▶ [Stored items]:
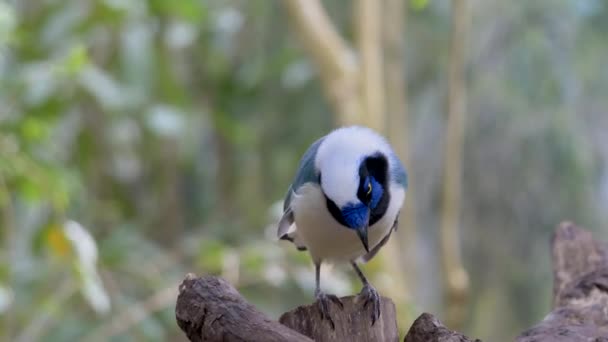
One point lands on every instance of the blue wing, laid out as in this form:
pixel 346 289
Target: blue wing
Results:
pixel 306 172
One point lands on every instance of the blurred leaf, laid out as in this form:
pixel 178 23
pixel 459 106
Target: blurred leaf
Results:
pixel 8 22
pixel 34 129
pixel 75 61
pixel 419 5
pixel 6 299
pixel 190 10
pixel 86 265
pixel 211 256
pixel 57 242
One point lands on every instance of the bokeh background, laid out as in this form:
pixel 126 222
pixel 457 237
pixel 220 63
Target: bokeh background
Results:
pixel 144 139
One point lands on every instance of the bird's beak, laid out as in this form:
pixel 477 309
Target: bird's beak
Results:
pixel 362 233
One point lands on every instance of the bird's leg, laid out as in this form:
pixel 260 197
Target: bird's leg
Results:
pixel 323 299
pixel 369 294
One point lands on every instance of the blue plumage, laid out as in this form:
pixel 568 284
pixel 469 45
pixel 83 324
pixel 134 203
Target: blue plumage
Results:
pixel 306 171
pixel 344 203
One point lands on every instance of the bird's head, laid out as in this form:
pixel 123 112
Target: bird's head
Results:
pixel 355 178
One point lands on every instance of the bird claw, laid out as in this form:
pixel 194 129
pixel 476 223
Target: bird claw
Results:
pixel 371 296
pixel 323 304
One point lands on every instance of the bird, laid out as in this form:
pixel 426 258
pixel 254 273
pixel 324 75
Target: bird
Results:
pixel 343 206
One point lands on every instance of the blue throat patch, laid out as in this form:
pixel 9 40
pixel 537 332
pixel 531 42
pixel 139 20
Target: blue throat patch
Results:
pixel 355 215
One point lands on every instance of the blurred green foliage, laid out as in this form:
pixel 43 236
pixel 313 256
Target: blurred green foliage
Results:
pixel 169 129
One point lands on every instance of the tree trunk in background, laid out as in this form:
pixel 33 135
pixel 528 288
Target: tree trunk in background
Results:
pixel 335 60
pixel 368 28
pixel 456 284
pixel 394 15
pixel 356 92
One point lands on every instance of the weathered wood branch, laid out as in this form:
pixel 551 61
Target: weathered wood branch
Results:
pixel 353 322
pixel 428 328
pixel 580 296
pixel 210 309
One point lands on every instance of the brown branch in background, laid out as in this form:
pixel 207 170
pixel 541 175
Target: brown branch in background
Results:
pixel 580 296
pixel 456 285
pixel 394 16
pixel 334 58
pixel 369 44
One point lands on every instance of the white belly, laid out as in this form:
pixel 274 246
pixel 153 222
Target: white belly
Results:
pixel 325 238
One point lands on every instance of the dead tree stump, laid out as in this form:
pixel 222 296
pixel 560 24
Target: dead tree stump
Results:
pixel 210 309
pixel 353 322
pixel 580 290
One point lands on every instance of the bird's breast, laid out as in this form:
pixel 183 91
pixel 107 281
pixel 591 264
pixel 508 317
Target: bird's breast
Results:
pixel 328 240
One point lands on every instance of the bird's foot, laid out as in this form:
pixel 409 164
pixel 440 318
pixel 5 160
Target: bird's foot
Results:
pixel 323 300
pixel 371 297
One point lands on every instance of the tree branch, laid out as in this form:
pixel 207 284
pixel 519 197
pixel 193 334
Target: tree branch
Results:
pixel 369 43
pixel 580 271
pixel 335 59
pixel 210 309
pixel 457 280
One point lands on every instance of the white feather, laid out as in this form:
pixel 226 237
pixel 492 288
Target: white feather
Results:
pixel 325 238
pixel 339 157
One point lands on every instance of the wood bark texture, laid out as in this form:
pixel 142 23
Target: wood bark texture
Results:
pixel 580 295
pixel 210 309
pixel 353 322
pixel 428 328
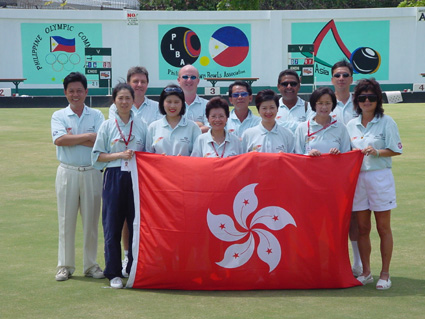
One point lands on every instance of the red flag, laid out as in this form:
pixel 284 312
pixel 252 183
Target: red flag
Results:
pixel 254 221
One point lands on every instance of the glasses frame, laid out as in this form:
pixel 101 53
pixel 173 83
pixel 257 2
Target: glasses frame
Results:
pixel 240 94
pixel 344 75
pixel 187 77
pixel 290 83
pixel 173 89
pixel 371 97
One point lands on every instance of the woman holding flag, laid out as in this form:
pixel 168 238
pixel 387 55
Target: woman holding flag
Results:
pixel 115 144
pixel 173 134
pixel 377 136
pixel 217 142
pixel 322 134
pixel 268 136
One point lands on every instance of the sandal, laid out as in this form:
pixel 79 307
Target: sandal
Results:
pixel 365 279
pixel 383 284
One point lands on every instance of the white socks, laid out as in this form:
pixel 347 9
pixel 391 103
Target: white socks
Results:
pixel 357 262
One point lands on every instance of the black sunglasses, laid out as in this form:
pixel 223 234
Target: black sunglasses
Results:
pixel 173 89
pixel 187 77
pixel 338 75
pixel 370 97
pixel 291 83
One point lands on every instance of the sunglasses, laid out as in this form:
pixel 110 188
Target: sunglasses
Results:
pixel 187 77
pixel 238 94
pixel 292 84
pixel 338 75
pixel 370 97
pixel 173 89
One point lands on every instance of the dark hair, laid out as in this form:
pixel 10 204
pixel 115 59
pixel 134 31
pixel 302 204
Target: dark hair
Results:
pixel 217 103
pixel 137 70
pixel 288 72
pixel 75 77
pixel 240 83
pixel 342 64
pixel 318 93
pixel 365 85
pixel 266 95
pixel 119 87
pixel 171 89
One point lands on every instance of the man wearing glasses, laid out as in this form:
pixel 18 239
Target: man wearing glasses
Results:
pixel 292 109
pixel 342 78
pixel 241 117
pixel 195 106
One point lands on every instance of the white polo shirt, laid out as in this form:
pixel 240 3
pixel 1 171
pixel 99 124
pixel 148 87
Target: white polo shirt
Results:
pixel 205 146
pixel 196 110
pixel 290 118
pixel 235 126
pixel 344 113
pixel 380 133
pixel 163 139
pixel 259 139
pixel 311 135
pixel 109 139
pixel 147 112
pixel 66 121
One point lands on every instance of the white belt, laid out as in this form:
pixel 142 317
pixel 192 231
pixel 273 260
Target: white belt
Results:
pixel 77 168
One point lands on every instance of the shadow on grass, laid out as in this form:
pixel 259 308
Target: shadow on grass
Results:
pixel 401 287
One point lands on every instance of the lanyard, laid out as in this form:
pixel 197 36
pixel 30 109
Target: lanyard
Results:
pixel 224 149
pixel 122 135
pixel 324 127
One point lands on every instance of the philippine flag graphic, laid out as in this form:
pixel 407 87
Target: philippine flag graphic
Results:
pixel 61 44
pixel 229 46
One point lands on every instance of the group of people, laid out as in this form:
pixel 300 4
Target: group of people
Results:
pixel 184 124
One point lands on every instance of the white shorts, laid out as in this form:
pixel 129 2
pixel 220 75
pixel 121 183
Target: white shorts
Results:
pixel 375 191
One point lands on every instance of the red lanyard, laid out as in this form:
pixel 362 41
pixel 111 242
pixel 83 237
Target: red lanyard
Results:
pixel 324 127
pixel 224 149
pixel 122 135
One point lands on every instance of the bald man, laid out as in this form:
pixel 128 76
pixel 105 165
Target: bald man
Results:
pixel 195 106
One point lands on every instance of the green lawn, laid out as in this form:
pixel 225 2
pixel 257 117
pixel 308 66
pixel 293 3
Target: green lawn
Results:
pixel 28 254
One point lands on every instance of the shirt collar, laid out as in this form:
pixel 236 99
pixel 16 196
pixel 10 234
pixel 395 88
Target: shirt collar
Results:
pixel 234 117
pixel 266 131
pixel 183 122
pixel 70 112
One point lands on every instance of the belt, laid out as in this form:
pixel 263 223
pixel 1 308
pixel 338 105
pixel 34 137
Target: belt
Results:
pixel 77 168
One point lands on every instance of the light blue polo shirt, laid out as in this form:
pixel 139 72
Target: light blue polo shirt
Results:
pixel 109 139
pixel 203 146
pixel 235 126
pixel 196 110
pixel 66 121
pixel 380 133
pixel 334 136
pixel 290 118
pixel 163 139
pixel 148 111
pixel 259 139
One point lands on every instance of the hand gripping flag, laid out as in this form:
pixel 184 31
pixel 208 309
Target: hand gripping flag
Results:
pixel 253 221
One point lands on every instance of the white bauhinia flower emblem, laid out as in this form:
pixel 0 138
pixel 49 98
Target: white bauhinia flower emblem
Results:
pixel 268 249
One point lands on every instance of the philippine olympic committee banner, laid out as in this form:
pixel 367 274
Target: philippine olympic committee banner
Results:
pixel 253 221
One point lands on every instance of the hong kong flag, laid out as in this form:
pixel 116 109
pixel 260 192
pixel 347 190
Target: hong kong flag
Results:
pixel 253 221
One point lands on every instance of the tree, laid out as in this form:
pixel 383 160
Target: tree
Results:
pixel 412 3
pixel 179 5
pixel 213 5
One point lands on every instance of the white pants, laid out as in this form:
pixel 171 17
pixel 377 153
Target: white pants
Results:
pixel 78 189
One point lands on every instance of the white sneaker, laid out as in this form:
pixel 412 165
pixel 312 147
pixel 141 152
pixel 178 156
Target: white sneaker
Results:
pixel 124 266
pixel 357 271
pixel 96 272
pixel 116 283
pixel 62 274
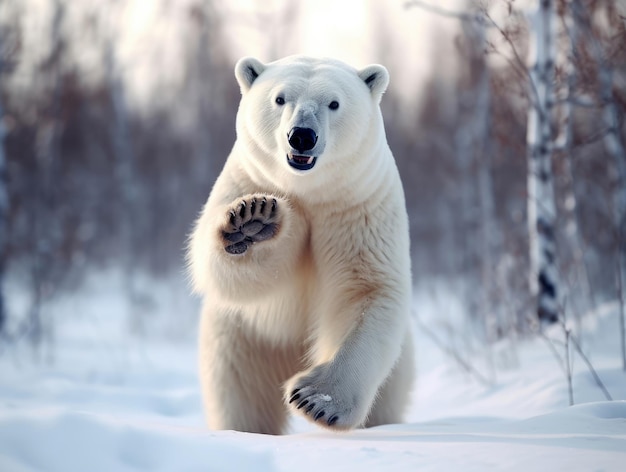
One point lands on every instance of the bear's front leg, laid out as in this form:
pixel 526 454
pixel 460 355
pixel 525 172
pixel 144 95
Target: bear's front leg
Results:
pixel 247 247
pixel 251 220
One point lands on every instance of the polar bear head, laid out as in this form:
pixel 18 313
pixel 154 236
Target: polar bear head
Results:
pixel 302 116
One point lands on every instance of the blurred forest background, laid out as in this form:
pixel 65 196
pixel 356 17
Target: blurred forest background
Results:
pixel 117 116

...

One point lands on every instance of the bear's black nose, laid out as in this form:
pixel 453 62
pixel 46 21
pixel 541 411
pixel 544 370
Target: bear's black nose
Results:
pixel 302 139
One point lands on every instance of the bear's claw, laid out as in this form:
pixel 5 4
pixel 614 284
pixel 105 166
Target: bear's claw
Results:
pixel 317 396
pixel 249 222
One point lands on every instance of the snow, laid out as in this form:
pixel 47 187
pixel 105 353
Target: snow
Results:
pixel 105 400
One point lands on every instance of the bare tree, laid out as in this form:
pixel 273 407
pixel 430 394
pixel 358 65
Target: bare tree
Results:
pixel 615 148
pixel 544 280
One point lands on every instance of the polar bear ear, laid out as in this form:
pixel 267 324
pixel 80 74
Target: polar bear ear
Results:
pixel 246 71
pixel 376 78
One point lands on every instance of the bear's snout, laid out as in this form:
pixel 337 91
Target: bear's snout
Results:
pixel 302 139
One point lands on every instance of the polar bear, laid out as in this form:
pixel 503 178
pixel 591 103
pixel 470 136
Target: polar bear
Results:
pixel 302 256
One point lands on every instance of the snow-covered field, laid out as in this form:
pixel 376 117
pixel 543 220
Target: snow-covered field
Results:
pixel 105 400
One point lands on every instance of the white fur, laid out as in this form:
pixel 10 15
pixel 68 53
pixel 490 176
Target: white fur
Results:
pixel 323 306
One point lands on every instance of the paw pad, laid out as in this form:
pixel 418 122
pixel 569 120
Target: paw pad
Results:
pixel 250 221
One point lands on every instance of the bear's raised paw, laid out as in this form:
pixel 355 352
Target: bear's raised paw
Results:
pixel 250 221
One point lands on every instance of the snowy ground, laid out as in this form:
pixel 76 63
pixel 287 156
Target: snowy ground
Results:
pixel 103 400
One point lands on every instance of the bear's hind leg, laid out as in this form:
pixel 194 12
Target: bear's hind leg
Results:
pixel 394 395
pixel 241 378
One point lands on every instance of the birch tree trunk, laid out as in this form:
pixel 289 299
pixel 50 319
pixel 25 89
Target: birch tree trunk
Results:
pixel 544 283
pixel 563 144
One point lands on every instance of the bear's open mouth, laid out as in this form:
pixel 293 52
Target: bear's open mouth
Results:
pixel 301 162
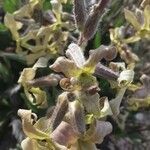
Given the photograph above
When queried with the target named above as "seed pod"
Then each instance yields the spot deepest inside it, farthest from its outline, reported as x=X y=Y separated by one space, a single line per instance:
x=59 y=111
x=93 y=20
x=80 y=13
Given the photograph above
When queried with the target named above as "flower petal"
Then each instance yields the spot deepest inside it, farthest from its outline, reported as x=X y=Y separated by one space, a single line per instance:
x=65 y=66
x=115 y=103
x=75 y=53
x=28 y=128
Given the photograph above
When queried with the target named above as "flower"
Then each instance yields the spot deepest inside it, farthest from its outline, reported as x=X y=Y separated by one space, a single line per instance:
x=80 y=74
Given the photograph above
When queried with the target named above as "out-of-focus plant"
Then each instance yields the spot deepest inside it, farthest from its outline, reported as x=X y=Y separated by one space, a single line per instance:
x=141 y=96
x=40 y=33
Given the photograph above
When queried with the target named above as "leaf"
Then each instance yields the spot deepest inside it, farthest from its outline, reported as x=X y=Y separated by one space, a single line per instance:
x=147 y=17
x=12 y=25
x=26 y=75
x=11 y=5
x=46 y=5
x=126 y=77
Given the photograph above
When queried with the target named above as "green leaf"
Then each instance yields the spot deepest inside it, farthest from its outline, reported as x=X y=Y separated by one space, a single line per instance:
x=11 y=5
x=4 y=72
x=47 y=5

▶ [DIRECTIONS]: Lay out the part of the material that opens with the line containing "One point lands on every instance of the bird's breast, laid" and closes with the line containing "pixel 291 83" as a Markdown table with the columns Row and Line, one numbered row per line. Skip blank lines, and leave the pictures out of the answer.

▶ [EXPECTED OUTPUT]:
| Row | Line |
|---|---|
| 1 | One point lands on every instance of the bird's breast, laid out as in this form: |
| 2 | pixel 183 91 |
| 3 | pixel 107 281 |
| 4 | pixel 591 264 |
| 5 | pixel 508 317 |
| 6 | Target: bird's breast |
| 7 | Results: |
| 8 | pixel 328 240 |
| 9 | One point lands on every instance of the bird's foot, laid out as in this form: |
| 10 | pixel 409 164 |
| 11 | pixel 440 318 |
| 12 | pixel 5 160 |
| 13 | Target: bird's foot |
| 14 | Results: |
| 15 | pixel 323 300 |
| 16 | pixel 371 297 |
| 17 | One point lands on every instance of the tree branch, laid out as in this form: |
| 18 | pixel 207 284 |
| 19 | pixel 519 197 |
| 20 | pixel 193 334 |
| 21 | Target: tree branch |
| 22 | Results: |
| 23 | pixel 369 43 |
| 24 | pixel 580 271 |
| 25 | pixel 335 59 |
| 26 | pixel 210 309 |
| 27 | pixel 457 280 |
| 28 | One point lands on every instance of the white feather, laid out as in this form: |
| 29 | pixel 226 237 |
| 30 | pixel 492 288 |
| 31 | Target: white feather |
| 32 | Results: |
| 33 | pixel 325 238 |
| 34 | pixel 339 157 |
| 35 | One point lands on every instance of the wood bark texture, laid out as in this form: |
| 36 | pixel 142 23 |
| 37 | Target: wood bark texture |
| 38 | Results: |
| 39 | pixel 580 295 |
| 40 | pixel 210 309 |
| 41 | pixel 353 322 |
| 42 | pixel 428 328 |
| 43 | One point lands on every instance of the red flag, laid out as in this form: |
| 44 | pixel 284 312 |
| 45 | pixel 252 183 |
| 46 | Target: red flag |
| 47 | Results: |
| 48 | pixel 254 221 |
| 49 | One point lands on every instance of the glasses frame, laid out as in this form: |
| 50 | pixel 101 53 |
| 51 | pixel 173 83 |
| 52 | pixel 257 2 |
| 53 | Target: glasses frame |
| 54 | Results: |
| 55 | pixel 240 94 |
| 56 | pixel 344 75 |
| 57 | pixel 187 77 |
| 58 | pixel 290 83 |
| 59 | pixel 173 89 |
| 60 | pixel 371 97 |
| 61 | One point lands on every instance of the woman holding flag, laid out as in this form: |
| 62 | pixel 168 238 |
| 63 | pixel 387 55 |
| 64 | Target: woman holding flag |
| 65 | Results: |
| 66 | pixel 115 144 |
| 67 | pixel 173 134 |
| 68 | pixel 377 136 |
| 69 | pixel 217 142 |
| 70 | pixel 322 134 |
| 71 | pixel 268 136 |
| 72 | One point lands on every instance of the sandal, laid out as in this form: |
| 73 | pixel 79 307 |
| 74 | Target: sandal |
| 75 | Results: |
| 76 | pixel 365 279 |
| 77 | pixel 383 284 |
| 78 | One point lands on every instance of the white socks, laid out as in this form: |
| 79 | pixel 347 9 |
| 80 | pixel 391 103 |
| 81 | Target: white socks |
| 82 | Results: |
| 83 | pixel 357 262 |
| 84 | One point lands on every instance of the black sunglasses, laid out as in this form: |
| 85 | pixel 223 234 |
| 86 | Target: black sunglasses |
| 87 | Results: |
| 88 | pixel 173 89 |
| 89 | pixel 187 77 |
| 90 | pixel 338 75 |
| 91 | pixel 370 97 |
| 92 | pixel 291 83 |